-- Begin --

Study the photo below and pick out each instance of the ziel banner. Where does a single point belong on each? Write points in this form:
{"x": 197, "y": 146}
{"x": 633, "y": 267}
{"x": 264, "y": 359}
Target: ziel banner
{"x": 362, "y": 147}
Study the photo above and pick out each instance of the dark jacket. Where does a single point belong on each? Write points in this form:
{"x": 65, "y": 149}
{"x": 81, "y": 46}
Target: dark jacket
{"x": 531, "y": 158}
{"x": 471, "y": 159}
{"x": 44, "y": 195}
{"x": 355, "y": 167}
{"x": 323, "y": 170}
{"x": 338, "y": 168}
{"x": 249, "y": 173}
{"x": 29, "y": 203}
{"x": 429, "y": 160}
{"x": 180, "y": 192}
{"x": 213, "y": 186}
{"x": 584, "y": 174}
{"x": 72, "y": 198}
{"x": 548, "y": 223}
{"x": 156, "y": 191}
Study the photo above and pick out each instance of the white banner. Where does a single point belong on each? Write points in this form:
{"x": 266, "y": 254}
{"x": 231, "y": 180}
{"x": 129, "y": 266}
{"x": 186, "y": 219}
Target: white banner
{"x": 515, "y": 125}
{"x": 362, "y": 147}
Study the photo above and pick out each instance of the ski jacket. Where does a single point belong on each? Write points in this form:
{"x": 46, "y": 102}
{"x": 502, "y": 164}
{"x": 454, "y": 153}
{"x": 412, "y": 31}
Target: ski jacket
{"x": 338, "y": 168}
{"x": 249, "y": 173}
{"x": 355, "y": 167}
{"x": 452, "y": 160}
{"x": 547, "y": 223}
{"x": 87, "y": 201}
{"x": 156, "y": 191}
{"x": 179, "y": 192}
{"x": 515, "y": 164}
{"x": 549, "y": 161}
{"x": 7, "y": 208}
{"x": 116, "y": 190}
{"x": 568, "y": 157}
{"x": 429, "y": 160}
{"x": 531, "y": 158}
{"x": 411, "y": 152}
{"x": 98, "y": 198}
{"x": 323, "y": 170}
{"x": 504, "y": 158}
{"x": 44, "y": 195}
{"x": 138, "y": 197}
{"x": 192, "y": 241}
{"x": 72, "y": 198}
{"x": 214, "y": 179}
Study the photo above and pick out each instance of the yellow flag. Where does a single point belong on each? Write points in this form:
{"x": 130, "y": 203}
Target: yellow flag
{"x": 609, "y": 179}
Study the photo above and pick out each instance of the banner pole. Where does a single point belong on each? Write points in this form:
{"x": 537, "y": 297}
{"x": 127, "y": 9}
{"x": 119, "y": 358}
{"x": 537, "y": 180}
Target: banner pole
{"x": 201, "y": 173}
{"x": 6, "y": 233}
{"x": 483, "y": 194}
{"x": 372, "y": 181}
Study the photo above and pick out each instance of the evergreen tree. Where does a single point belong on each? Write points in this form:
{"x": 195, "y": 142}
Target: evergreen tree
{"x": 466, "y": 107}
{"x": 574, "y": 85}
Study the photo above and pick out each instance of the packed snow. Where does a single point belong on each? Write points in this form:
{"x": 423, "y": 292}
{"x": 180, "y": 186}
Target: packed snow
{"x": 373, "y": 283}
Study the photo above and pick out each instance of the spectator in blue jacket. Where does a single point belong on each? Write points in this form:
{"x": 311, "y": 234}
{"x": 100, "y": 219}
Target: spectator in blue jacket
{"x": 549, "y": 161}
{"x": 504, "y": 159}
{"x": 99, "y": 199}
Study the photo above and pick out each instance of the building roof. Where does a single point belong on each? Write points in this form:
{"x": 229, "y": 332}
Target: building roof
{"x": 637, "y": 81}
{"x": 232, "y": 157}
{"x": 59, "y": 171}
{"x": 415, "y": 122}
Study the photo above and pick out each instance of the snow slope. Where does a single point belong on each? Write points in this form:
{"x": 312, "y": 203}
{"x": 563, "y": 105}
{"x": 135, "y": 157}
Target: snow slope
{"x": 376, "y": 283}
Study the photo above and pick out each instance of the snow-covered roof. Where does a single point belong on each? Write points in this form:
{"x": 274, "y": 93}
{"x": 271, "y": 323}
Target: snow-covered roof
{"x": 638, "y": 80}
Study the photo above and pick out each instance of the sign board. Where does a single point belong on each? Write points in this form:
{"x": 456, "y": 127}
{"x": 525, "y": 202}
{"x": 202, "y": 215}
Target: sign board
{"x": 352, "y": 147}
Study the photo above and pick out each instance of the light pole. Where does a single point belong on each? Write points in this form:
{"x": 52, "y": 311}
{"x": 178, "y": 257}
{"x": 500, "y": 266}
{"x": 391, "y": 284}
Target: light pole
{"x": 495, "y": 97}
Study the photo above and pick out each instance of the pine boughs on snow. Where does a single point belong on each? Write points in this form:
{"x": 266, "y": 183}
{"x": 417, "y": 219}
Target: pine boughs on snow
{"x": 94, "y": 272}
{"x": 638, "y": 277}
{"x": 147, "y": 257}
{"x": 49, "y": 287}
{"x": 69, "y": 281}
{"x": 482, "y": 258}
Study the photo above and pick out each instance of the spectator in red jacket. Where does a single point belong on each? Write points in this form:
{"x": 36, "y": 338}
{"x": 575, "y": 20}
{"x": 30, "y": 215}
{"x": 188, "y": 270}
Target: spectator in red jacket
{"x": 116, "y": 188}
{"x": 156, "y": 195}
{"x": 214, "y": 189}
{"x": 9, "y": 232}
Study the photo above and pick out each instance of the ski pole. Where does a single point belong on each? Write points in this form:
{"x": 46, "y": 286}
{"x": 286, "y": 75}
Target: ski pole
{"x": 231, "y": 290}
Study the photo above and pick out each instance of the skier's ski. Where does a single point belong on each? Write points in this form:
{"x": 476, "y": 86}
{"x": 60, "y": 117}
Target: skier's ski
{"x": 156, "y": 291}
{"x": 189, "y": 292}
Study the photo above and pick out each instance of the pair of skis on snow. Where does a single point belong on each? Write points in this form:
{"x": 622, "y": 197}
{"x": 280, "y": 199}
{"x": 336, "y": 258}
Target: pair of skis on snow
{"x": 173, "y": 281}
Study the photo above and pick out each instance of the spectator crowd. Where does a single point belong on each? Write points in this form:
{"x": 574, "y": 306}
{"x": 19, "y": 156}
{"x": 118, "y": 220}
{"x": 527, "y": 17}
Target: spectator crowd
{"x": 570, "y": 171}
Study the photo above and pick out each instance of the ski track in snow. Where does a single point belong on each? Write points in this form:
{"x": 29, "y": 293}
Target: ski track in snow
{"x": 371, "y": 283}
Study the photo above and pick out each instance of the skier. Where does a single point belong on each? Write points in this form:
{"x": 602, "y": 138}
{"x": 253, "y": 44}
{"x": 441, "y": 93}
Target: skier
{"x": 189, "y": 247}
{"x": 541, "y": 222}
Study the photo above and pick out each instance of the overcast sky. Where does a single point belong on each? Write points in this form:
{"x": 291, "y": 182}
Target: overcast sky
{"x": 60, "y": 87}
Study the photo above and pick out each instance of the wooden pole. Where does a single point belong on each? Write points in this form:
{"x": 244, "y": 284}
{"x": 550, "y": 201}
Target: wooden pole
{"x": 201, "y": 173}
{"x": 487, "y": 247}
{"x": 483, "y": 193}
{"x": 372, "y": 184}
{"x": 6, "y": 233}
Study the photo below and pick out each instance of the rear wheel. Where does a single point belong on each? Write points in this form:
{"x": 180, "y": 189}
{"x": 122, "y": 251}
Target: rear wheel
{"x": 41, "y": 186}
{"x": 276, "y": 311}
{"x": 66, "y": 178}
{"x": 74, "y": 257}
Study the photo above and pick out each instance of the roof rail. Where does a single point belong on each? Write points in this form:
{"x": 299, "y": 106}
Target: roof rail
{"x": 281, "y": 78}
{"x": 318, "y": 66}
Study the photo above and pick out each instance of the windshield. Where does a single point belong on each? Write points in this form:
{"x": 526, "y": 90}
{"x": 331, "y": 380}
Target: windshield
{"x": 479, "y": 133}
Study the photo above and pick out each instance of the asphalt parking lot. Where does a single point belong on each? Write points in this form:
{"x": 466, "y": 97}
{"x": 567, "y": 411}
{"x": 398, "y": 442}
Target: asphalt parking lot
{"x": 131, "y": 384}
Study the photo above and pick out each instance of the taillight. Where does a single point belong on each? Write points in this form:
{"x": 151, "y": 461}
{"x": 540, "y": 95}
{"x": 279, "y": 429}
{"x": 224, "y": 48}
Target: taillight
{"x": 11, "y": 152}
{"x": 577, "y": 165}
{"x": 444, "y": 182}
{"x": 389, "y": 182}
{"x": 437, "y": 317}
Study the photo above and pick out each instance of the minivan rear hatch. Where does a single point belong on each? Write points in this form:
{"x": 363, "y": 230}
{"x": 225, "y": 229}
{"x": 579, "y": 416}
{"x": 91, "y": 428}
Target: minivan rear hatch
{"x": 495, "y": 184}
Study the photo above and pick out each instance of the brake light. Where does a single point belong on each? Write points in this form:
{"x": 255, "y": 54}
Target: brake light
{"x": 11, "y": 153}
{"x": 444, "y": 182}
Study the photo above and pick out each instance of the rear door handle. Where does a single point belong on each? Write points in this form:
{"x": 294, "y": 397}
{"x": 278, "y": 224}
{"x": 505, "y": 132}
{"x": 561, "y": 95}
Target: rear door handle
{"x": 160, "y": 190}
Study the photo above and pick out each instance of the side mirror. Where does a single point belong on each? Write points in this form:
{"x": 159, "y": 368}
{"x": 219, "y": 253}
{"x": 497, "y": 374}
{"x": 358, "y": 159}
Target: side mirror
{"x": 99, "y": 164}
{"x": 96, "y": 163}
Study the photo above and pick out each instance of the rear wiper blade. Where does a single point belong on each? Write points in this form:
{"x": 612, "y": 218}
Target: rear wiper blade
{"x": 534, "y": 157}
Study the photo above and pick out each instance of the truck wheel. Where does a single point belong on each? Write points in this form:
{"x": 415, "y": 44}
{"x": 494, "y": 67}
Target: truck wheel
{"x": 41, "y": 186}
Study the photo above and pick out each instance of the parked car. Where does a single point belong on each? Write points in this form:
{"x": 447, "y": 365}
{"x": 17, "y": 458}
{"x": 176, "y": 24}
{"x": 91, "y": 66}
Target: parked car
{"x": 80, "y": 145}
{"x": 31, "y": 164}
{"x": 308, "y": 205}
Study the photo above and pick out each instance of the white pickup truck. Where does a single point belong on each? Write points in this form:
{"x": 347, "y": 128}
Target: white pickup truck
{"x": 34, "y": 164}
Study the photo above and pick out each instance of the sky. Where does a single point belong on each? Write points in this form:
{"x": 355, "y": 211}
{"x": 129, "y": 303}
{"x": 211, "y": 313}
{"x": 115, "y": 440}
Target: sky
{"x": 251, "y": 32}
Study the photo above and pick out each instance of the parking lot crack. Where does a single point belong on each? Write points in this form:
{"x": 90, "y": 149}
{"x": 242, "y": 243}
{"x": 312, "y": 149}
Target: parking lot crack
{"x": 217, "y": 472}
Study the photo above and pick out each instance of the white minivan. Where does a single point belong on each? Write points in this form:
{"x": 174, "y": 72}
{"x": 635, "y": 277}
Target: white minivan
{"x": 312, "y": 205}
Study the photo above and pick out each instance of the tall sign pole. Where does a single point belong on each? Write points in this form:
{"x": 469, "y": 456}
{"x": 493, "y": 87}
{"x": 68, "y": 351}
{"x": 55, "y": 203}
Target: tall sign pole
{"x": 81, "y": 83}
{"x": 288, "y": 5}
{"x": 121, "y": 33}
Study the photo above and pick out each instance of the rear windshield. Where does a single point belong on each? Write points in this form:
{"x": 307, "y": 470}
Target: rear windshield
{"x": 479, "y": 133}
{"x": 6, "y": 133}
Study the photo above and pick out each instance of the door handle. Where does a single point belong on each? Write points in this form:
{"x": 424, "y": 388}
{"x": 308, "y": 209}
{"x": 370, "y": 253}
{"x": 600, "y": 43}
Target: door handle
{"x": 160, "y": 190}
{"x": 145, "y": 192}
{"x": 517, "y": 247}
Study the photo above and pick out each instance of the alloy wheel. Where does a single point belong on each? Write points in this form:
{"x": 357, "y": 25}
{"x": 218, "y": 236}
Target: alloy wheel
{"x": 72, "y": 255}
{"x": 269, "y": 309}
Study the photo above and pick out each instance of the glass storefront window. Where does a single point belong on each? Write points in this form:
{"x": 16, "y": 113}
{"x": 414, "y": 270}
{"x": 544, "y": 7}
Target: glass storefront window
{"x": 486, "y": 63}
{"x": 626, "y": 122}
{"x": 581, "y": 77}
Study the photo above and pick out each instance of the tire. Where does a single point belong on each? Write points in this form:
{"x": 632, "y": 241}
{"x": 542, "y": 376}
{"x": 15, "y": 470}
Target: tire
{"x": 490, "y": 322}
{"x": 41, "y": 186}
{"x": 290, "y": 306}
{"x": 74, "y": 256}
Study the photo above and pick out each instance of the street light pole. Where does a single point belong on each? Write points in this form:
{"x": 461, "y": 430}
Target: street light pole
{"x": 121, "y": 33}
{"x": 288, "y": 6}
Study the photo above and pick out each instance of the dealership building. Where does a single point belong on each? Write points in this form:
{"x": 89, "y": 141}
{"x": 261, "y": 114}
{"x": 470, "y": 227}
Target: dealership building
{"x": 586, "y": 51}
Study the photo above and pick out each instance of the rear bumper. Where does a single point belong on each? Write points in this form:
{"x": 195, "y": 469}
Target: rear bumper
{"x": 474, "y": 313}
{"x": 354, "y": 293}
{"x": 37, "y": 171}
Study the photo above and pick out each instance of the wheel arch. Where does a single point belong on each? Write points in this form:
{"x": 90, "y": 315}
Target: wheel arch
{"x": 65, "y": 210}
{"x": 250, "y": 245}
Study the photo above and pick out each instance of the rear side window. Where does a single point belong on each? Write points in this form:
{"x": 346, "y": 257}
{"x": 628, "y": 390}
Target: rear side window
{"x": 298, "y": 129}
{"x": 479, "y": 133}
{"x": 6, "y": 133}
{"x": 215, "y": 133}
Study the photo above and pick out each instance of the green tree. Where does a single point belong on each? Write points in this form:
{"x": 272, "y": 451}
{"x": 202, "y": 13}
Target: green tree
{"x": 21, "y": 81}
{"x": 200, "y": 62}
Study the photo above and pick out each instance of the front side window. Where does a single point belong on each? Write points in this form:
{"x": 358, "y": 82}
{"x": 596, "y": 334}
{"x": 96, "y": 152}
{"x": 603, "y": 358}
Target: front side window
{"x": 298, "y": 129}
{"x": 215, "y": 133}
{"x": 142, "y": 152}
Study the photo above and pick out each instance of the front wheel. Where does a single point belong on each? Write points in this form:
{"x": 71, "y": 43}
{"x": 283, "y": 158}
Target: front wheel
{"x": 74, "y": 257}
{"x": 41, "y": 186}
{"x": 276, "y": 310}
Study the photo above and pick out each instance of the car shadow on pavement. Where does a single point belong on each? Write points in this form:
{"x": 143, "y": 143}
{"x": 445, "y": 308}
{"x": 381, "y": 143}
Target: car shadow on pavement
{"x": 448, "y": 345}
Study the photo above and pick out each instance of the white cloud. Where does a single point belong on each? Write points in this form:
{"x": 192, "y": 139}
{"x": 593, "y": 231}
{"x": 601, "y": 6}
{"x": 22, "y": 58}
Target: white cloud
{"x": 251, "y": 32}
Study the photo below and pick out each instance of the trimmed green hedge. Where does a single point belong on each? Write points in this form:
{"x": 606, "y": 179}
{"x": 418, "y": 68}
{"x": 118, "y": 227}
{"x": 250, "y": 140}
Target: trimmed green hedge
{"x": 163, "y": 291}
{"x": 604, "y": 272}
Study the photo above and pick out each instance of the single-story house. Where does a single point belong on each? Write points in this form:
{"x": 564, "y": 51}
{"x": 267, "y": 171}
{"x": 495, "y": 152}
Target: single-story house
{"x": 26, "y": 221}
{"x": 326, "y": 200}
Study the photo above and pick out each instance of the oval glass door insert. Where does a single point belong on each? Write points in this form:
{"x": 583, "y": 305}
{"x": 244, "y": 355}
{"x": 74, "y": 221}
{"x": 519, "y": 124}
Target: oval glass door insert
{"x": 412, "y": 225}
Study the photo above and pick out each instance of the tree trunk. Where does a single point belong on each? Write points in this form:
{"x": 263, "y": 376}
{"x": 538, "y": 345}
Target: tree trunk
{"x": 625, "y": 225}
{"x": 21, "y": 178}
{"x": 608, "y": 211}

-- End --

Problem
Copy exactly the lines from the one containing "the front wheel." through the last line of the records, both included, and nothing else.

Reply to the exercise
Study the photo above and pick out each instance of the front wheel. Where does a single point belong on each? Write points in this form:
{"x": 71, "y": 43}
{"x": 283, "y": 158}
Target: front wheel
{"x": 74, "y": 257}
{"x": 41, "y": 186}
{"x": 276, "y": 310}
Study the photo above and pick out each instance of the car shadow on pavement. Where does a single point belong on each? Write points in this form:
{"x": 143, "y": 143}
{"x": 445, "y": 308}
{"x": 381, "y": 143}
Target: car shadow on pavement
{"x": 448, "y": 345}
Study the photo above and pick out each instance of the white cloud. Where does a single point belong on each? Write points in this form:
{"x": 192, "y": 139}
{"x": 593, "y": 231}
{"x": 601, "y": 6}
{"x": 22, "y": 58}
Target: white cloud
{"x": 251, "y": 32}
Study the photo below and pick out each instance of the trimmed green hedge. Where does a single point belong on each? Write points in this form:
{"x": 606, "y": 179}
{"x": 418, "y": 68}
{"x": 118, "y": 227}
{"x": 250, "y": 140}
Target: trimmed green hedge
{"x": 163, "y": 291}
{"x": 604, "y": 272}
Study the photo above and pick out each instance of the single-story house. Where does a single point belong on each? Write points in this form:
{"x": 564, "y": 51}
{"x": 267, "y": 171}
{"x": 495, "y": 152}
Target: single-story house
{"x": 26, "y": 221}
{"x": 326, "y": 200}
Study the photo above and pick out each instance of the oval glass door insert. Where does a single point belong on each? Write points in this form:
{"x": 583, "y": 305}
{"x": 244, "y": 355}
{"x": 74, "y": 221}
{"x": 519, "y": 124}
Target: oval glass door insert
{"x": 412, "y": 225}
Study the photo above and pick out each instance of the tree trunk. Where does a single point belong on each? Write points in this form:
{"x": 263, "y": 376}
{"x": 538, "y": 345}
Target: tree trunk
{"x": 625, "y": 225}
{"x": 21, "y": 178}
{"x": 608, "y": 211}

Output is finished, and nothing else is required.